• DESCRIPTION OF THE TASK: Copy out the entire passage on the billboards along Edsa, word for word and with no changes.

LIKE THE upturned cards in a magic trick, they stand, seemingly in endless unruly lines, one after another down both sides of Edsa. These towering outdoor billboards cover the skyline, blocking out the afternoon sun. From their lofty perches, impossibly good-looking models and celebrities look down upon a city’s traffic. At times, the tiny vehicles move like fish in a stream. At other times, the billboards are witnesses to a complete gridlock from which, for the cars and the people in them, there is no escaping.
These billboards have proliferated out of control on virtually every major thoroughfare in Metro Manila and in highly urbanized cities of the country, but nowhere are they as obvious and as dangerous as those on Edsa. Yet, we have seen the menace of flying billboards before, but not as dramatically frightening as in 2006, during Typhoon “Milenyo,” when a number of them were shaken loose from their brackets by merciless winds. One person was killed and several others were injured.
In response to the needless tragedy, the Department of Public Works and Highways, later that year, began to systematically dismantle billboards that were in violation of the building code or encroaching on rights of way. And that’s when the “game” began—first between the DPWH and the billboard owners. Like playing cards, the billboards would go down and then up again as the DPWH and the owners went back and forth before the courts—the owners wielding TROs, while the DPWH’s “Oplan Baklas Billboard” took down hundreds of billboards. But the billboards resurrected.
Then, during a 2008 storm, three billboards along Edsa fell, seriously injuring five people. The game resumed: down went the billboards but then up they rose again.

• EXTRACTED MATERIAL:
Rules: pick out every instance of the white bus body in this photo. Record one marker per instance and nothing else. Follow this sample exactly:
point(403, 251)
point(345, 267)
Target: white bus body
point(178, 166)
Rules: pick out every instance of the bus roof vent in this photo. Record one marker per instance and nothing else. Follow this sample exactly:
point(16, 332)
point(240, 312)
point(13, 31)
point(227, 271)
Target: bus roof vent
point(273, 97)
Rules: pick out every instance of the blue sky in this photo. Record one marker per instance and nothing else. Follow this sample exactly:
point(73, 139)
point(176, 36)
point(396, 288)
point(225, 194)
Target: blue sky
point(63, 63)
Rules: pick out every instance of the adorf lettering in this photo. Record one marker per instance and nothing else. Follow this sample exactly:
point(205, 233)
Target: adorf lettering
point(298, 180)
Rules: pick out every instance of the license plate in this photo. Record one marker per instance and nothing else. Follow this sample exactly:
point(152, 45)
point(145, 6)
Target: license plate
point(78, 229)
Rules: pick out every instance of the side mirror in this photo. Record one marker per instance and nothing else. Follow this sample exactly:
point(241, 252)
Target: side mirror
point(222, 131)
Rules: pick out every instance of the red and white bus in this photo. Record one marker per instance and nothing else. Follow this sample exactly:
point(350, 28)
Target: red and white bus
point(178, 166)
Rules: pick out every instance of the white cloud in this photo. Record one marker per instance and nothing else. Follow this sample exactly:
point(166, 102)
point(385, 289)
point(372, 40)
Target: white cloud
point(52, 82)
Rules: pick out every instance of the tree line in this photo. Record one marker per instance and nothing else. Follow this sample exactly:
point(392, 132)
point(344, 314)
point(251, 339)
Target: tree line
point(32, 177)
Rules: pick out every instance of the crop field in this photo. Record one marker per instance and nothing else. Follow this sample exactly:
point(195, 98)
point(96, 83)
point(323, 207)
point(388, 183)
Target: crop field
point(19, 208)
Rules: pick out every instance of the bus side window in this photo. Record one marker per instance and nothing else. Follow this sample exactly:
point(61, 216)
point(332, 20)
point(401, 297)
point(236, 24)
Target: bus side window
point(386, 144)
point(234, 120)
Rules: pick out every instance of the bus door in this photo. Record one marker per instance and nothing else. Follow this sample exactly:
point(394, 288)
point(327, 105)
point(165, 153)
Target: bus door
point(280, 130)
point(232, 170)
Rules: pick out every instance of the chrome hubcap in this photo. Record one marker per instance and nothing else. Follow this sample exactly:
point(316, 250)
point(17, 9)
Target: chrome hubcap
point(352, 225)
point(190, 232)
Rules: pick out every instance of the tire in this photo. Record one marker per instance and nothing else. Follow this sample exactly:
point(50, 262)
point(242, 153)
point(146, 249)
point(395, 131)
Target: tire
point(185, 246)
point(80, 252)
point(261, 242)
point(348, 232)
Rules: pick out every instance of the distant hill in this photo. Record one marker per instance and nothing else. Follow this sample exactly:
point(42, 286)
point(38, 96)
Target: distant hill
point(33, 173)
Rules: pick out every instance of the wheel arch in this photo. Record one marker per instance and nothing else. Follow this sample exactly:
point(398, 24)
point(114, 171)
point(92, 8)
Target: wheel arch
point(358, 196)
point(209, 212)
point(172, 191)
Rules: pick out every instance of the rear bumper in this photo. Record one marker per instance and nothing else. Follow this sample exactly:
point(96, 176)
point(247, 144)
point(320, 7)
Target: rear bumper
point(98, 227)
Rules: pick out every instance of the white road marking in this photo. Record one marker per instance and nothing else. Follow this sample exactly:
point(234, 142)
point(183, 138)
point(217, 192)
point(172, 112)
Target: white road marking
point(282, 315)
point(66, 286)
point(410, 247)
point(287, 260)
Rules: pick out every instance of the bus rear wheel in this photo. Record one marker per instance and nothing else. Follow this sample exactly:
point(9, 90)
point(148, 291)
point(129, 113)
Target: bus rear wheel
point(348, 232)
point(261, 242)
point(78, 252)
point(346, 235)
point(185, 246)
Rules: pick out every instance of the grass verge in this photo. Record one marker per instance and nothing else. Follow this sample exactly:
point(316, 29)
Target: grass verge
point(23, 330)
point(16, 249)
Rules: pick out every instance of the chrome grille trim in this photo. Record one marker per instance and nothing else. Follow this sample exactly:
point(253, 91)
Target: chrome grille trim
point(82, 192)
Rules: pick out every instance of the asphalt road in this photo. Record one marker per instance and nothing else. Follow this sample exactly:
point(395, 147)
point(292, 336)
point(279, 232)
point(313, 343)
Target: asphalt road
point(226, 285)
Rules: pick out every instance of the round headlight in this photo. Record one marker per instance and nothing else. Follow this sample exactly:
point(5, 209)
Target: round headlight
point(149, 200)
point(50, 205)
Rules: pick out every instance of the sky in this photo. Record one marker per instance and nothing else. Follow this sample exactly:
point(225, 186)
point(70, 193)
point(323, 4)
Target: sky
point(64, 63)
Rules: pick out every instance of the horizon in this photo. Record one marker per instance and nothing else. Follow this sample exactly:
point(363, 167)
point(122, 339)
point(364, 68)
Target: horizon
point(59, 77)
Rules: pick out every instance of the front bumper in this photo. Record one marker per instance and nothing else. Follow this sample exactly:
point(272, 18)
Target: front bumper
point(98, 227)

• TASK RESULT:
LIKE THE upturned cards in a magic trick, they stand, seemingly in endless unruly lines, one after another down both sides of Edsa. These towering outdoor billboards cover the skyline, blocking out the afternoon sun. From their lofty perches, impossibly good-looking models and celebrities look down upon a city’s traffic. At times, the tiny vehicles move like fish in a stream. At other times, the billboards are witnesses to a complete gridlock from which, for the cars and the people in them, there is no escaping.
These billboards have proliferated out of control on virtually every major thoroughfare in Metro Manila and in highly urbanized cities of the country, but nowhere are they as obvious and as dangerous as those on Edsa. Yet, we have seen the menace of flying billboards before, but not as dramatically frightening as in 2006, during Typhoon “Milenyo,” when a number of them were shaken loose from their brackets by merciless winds. One person was killed and several others were injured.
In response to the needless tragedy, the Department of Public Works and Highways, later that year, began to systematically dismantle billboards that were in violation of the building code or encroaching on rights of way. And that’s when the “game” began—first between the DPWH and the billboard owners. Like playing cards, the billboards would go down and then up again as the DPWH and the owners went back and forth before the courts—the owners wielding TROs, while the DPWH’s “Oplan Baklas Billboard” took down hundreds of billboards. But the billboards resurrected.
Then, during a 2008 storm, three billboards along Edsa fell, seriously injuring five people. The game resumed: down went the billboards but then up they rose again.